# Start of GIVEN PASSAGE

17 October 2011
The Republican leaders of the House of Representatives Committee on Science, Space and Technology have some suggestions on where to cut $1.5 billion from the fiscal year 2012 research budget—and they are drawing mixed reviews from science advocates.
The ideas—which include keeping the National Science Foundation’s (NSF’s) budget flat and cutting an array of climate science programs—are contained in an unusually detailed letter that the committee’s chair, Representative Ralph Hall (R-TX), and 10 other members of the panel sent last Friday to the so-called super committee, which was created in August as part of a budget-deficit deal between the White House and Congress. It faces a 23 November deadline for devising a plan to trim at least $1.2 trillion from the federal deficit over the next 10 years. Some of the committee’s Democratic members, meanwhile, penned their own pleas to ensure “steady growth” of science funding but offered few specifics.
The bipartisan Joint Select Committee on Deficit Reduction, which is made up of both Senators and Representatives, had invited all committee heads and members of Congress to offer up suggestions by 14 October. Some ignored the offer, and many that publicly released their letters tended to stick to relatively generic themes, with Democrats often stressing the need to find new sources of revenue, and Republicans often highlighting opportunities for cuts. None of the suggestions are likely to carry much weight with the joint committee, but together they offer some insights into the current thinking on Capitol Hill.
In their 14-page letter, House Science Republicans offered recommendations for eight research agencies under their purview—but not for the National Institutes of Health or the Department of Defense, which are overseen by other panels. Overall, they wrote, their priority was to sustain “research and development programs that protect our national security and leadership, allow private investors and the marketplace to thrive without undue Federal influence, and have the most potential for sustained long-term growth.”
In general, they took a back-to-basics approach, arguing that long-standing core programs at NSF, the Department of Energy (DOE), and elsewhere be sheltered from major cuts, while newer efforts—often championed by the Obama Administration—be scaled back. They took an especially dim view of programs that inject taxpayer dollars into efforts to commercialize new technologies, such as renewable energy systems, saying that they “are unnecessary and represent an inappropriate government involvement in the marketplace.” And they questioned the need for a wide range of climate-related science programs, including a NASA satellite—the Orbiting Carbon Observatory-2 (OCO-2), designed to map greenhouse gas emissions.
“It appears that they are recommending that climate science programs take a disproportionately bigger hit than other science programs,” says Jay Gulledge, senior scientist and director for science and impacts at the Pew Center on Global Climate Change in Arlington, Virginia.
Among the letter’s specific recommendations:
NSF: The House panel backs the larger mark by its House colleagues—$6.86 billion—over the $6.70 billion proposed by Senate appropriators. Although the House figure would simply maintain NSF’s current budget, and fall well below the Obama Administration’s request for $7.77 billion, NSF advocates welcome the panel’s backing for what they see as a more realistic funding level.
Within that flat budget, however, the panel would rearrange some of NSF’s priorities. It is “concerned” that the proposed growth of NSF programs to improve manufacturing technologies in nanotechnology, robotics, and computing will “move the Foundation from its core mission of supporting basic research.” Samuel Rankin III, head of the Consortium for NSF Funding and head of the Washington office of the American Mathematical Society, shares that worry. “It is true that NSF over the last several years has developed more focused initiatives,” says Rankin. “I am pleased that the Science committee is recognizing that the true value of NSF is the support of basic research.”

# End of GIVEN PASSAGE
# Start of STORED RECORDS

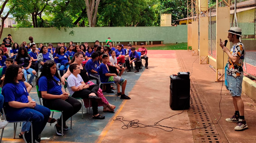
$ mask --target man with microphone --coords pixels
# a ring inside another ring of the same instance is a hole
[[[220,46],[222,50],[229,56],[227,65],[227,77],[228,90],[232,96],[234,106],[234,115],[230,118],[226,119],[229,122],[236,122],[235,130],[240,130],[248,128],[244,120],[244,106],[241,94],[243,76],[243,66],[244,59],[244,46],[240,42],[239,38],[242,34],[242,29],[238,27],[232,27],[228,31],[227,38],[230,42],[233,43],[230,50],[226,47],[226,42],[220,39]]]

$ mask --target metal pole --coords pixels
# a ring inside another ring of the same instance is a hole
[[[213,54],[213,49],[211,49],[211,45],[212,42],[212,39],[211,37],[211,8],[210,8],[210,39],[211,40],[211,56],[212,56]]]

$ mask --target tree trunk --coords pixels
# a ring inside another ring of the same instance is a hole
[[[35,22],[35,14],[34,14],[34,13],[31,13],[31,14],[32,15],[32,22],[33,23],[33,27],[35,27],[36,24]]]
[[[86,5],[86,11],[87,13],[87,17],[89,23],[89,26],[95,27],[97,19],[97,13],[98,10],[99,4],[101,0],[96,0],[96,3],[95,4],[95,0],[85,0]],[[93,13],[94,10],[94,13]]]

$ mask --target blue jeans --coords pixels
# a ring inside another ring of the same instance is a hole
[[[69,64],[68,64],[68,65],[66,66],[63,64],[60,66],[59,68],[59,69],[60,70],[60,77],[62,77],[62,76],[63,76],[63,75],[64,74],[63,74],[63,71],[64,71],[64,70],[65,69],[66,69],[66,70],[68,70],[69,67]]]
[[[242,93],[242,83],[243,76],[234,77],[232,76],[227,76],[227,89],[232,96],[240,96]]]
[[[38,138],[39,134],[41,134],[45,128],[51,113],[50,109],[37,104],[34,108],[22,108],[12,111],[12,112],[5,111],[7,120],[31,121],[33,126],[34,139]],[[29,132],[31,133],[30,132],[31,129],[30,128]],[[31,134],[29,133],[27,134],[28,136],[31,136]]]
[[[0,94],[0,110],[2,110],[2,108],[3,108],[3,104],[4,104],[4,96]]]
[[[33,69],[32,69],[32,68],[29,68],[27,70],[24,70],[24,73],[23,73],[23,74],[24,75],[24,77],[25,77],[25,79],[26,79],[26,82],[28,83],[29,84],[30,84],[32,83],[32,81],[33,80],[33,79],[34,79],[34,77],[36,76],[36,74],[34,74],[33,73],[32,73],[32,72],[33,70],[35,70]],[[30,76],[30,78],[29,79],[29,80],[28,82],[27,82],[27,73],[29,73],[30,74],[31,74],[31,76]]]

# End of STORED RECORDS

● BRIEF
According to the article on House Science Republicans' budget suggestions, why did their letter offer no recommendations for the National Institutes of Health or the Department of Defense?

● FINISHED EXERCISE
Other panels oversee those two agencies, so they fall outside the House Science Committee's purview. The letter covered only the eight research agencies under that committee's purview.